JOB —
Could you copy out all of the entries below word for word, keeping every line unchanged?

EXTRACTED RECORDS —
___
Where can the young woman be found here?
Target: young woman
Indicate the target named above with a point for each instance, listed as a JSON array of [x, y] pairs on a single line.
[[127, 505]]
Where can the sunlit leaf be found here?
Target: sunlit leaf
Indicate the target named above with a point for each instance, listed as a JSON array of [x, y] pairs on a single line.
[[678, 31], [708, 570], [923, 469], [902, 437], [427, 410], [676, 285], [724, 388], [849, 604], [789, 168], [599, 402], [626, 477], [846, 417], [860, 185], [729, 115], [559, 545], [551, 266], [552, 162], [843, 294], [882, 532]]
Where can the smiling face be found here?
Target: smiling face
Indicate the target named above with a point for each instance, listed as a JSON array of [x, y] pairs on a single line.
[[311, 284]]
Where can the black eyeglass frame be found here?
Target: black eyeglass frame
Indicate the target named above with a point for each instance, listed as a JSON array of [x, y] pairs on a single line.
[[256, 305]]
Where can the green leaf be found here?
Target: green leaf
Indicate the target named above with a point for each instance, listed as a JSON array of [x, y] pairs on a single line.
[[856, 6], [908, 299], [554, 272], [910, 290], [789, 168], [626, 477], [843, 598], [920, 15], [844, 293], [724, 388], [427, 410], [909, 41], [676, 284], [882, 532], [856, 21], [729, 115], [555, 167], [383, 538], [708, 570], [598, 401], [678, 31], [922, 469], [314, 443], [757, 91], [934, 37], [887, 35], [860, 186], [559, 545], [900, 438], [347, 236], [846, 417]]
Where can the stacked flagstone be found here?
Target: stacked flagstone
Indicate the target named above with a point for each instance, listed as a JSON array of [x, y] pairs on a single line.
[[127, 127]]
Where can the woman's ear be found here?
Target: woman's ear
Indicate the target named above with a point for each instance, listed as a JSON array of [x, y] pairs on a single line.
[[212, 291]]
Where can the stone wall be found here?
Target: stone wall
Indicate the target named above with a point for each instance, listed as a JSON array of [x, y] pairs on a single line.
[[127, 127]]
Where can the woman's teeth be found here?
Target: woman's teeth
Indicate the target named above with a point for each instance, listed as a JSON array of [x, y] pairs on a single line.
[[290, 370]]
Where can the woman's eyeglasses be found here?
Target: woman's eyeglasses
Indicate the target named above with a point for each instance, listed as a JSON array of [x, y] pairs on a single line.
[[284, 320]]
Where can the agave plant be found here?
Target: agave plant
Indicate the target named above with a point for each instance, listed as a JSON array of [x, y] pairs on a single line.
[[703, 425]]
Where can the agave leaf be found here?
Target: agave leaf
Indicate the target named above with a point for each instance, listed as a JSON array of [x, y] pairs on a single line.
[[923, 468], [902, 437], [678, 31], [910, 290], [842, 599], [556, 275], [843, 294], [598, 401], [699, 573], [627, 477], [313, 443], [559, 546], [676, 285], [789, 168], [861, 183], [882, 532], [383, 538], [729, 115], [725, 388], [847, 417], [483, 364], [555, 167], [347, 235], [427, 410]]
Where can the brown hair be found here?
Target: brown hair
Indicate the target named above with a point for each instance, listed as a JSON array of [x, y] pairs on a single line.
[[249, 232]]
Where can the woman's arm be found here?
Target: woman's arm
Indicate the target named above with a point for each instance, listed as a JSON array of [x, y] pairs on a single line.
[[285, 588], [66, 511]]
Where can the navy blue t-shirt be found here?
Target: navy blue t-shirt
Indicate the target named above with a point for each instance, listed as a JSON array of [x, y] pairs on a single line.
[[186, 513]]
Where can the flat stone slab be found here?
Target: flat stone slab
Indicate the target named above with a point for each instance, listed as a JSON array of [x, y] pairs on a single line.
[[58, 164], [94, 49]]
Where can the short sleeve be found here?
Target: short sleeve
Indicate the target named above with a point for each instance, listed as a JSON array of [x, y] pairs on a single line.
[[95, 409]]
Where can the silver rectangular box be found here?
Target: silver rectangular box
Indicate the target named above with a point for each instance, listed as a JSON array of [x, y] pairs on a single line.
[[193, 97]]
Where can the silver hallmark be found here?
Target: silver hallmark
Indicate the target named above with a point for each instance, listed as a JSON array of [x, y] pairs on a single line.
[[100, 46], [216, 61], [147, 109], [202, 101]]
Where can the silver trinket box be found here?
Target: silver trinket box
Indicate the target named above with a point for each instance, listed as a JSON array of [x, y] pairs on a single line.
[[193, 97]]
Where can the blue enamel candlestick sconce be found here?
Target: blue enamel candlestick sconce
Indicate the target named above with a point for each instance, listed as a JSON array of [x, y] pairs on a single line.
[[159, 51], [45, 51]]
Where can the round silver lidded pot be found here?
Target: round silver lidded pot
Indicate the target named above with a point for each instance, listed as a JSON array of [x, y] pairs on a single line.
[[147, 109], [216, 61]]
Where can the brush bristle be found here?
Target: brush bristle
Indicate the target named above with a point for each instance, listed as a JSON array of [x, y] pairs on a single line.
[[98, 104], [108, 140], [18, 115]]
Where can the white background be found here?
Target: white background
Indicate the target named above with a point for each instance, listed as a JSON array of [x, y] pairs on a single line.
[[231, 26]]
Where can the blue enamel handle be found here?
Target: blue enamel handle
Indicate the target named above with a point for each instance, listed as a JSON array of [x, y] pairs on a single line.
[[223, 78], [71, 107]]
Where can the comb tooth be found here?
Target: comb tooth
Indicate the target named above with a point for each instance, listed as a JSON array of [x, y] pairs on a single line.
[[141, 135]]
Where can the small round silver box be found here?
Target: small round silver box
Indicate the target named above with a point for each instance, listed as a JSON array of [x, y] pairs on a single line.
___
EXERCISE ANSWER —
Where can the young woman be found here?
Target: young woman
Indicate the target named above with a point for each instance, listed as a JSON array of [x, y] pairs on a single line.
[[127, 505]]
Where can the sunlit leaf be found here?
Target: sunlit leaf
Indicate the target named above with a point for each instance, listed as a JSON array of [x, y] pairs on a single line.
[[678, 31], [708, 570], [923, 469], [902, 437], [427, 410], [676, 285], [724, 388], [849, 604], [789, 168], [599, 402], [626, 477], [846, 417], [860, 185], [729, 115], [559, 545], [551, 266], [552, 162], [843, 294], [882, 532]]
Where can the smiling face be found here?
Target: smiling face
Indicate the target named above with a point for each instance, listed as a JSON array of [x, y] pairs on a single line.
[[311, 284]]
Where can the black eyeglass frame be found here?
Target: black eyeglass frame
Indicate the target named above with a point for each instance, listed as a JSON array of [x, y] pairs on a single line.
[[256, 305]]
Where can the green leaf be found here?
Target: green leaf
Indicate the target named above with a point for each instance, listed as a JSON array of [x, y] pairs on a single line.
[[856, 6], [908, 299], [554, 272], [910, 290], [789, 168], [626, 477], [843, 598], [920, 15], [844, 293], [724, 388], [427, 410], [909, 41], [676, 284], [882, 532], [856, 21], [729, 115], [555, 167], [383, 538], [708, 570], [598, 401], [678, 31], [922, 469], [314, 443], [757, 91], [934, 37], [887, 35], [860, 186], [559, 545], [900, 438], [347, 236], [846, 417]]
Where can the stacked flagstone be found here?
Target: stacked flagstone
Indicate the target named above with a point for each instance, listed as a JSON array of [x, y] pairs on a single line.
[[127, 127]]
Where can the woman's ear be found here?
Target: woman's ear
Indicate the target named above with a point for each instance, listed as a JSON array of [x, y] pairs on a single line.
[[212, 291]]
Where can the stone wall be found here?
Target: stone wall
Indicate the target named above with a point for each instance, listed as a JSON array of [x, y] pairs on a single line.
[[127, 127]]
Where can the woman's teeth be found here?
Target: woman's teeth
Indicate the target named above with a point for each instance, listed as a JSON array of [x, y] pairs on a single line.
[[290, 370]]
Where can the woman's eyeglasses be found here?
Target: woman's eyeglasses
Indicate the target named above with a point for each instance, listed as a JSON array of [x, y] pairs on a single line.
[[284, 320]]
Where can the agave plant be found here?
Target: agave plant
Indicate the target named above with a point for each instance, listed as a JSON array of [x, y] pairs on a single line.
[[703, 425]]
Where can the agave leaf be found here?
Target: agave leaf
Indicate the target named above with a point for each instance, listed as a JSON array of [x, y] pairs on a single line.
[[923, 468], [902, 437], [678, 31], [910, 290], [842, 599], [556, 275], [843, 294], [598, 401], [699, 573], [627, 477], [313, 443], [559, 546], [676, 285], [789, 168], [861, 183], [882, 532], [383, 538], [729, 115], [725, 388], [847, 417], [483, 364], [555, 167], [347, 235], [427, 410]]
Where can the brown hair be found here?
Target: brown hair
Indicate the target named above with a point for each instance, listed as a JSON array of [x, y] pairs on a single line.
[[249, 232]]
Where can the woman's arm be found here?
Target: woman's arm
Indicate the target named above with a point for each instance, listed as a JSON array of [x, y] pairs on a single line.
[[285, 588], [66, 511]]
Where can the navy blue t-shirt be found here?
Target: navy blue t-shirt
Indicate the target named above with a point for each instance, listed as a JSON array of [x, y] pairs on a single line.
[[186, 513]]
Where can the flat stone slab be found here?
Target: flat stone slab
Indicate the target named above with a point for each instance, listed as a JSON array of [x, y] pairs on a single line.
[[58, 164], [94, 49]]
Where can the short sleeve be found here?
Target: short sleeve
Indicate the target named above with a point for each instance, listed as a JSON array of [x, y] pairs on a single line.
[[95, 409]]
Where can the silver rectangular box be found here?
Target: silver rectangular box
Indicate the target named above with a point for each instance, listed as a JSON array of [x, y] pairs on a single line.
[[193, 97]]
Where can the silver hallmark be found here?
Target: silver hallmark
Indicate the target named above with a point for each instance, listed as a JSON array of [x, y] pairs on a single line.
[[100, 46], [216, 61], [147, 109], [202, 101]]
Where can the silver trinket box be found here?
Target: silver trinket box
Indicate the target named above with a point for each instance, listed as a JSON array of [x, y] pairs on a single line.
[[193, 97]]
Where can the blue enamel candlestick sconce be found here?
Target: blue enamel candlestick sconce
Indicate the target named above with a point for each instance, listed as a JSON array of [x, y] pairs on a single line.
[[159, 51], [45, 51]]
Where can the round silver lidded pot be found here?
Target: round silver lidded pot
Indicate the target named above with a point for each instance, listed as a JSON array of [x, y] pairs on a single line.
[[147, 109], [216, 61]]
Where can the brush bristle be found here?
Target: brush bristle
Indicate the target named above with a point for each instance, listed as a JSON array of [x, y] pairs on a single line.
[[98, 104], [108, 140], [18, 115]]
Where can the white background be found here?
Target: white background
Indicate the target named above with a point for each instance, listed as a JSON array of [x, y] pairs on a single line.
[[231, 26]]
Where can the blue enamel handle be found here?
Target: blue enamel handle
Indicate the target named above with a point for each instance, listed as a JSON array of [x, y] pairs on a single line.
[[223, 78], [71, 107]]
Where can the comb tooth be found here?
Target: comb tooth
Indicate the target named above with a point for each instance, listed as a JSON array of [x, y] pairs on a single line.
[[141, 135]]
Where can the small round silver box be found here?
Target: small round silver box
Indicate the target named above with a point for each instance, listed as a JSON array of [x, y] pairs on a single line.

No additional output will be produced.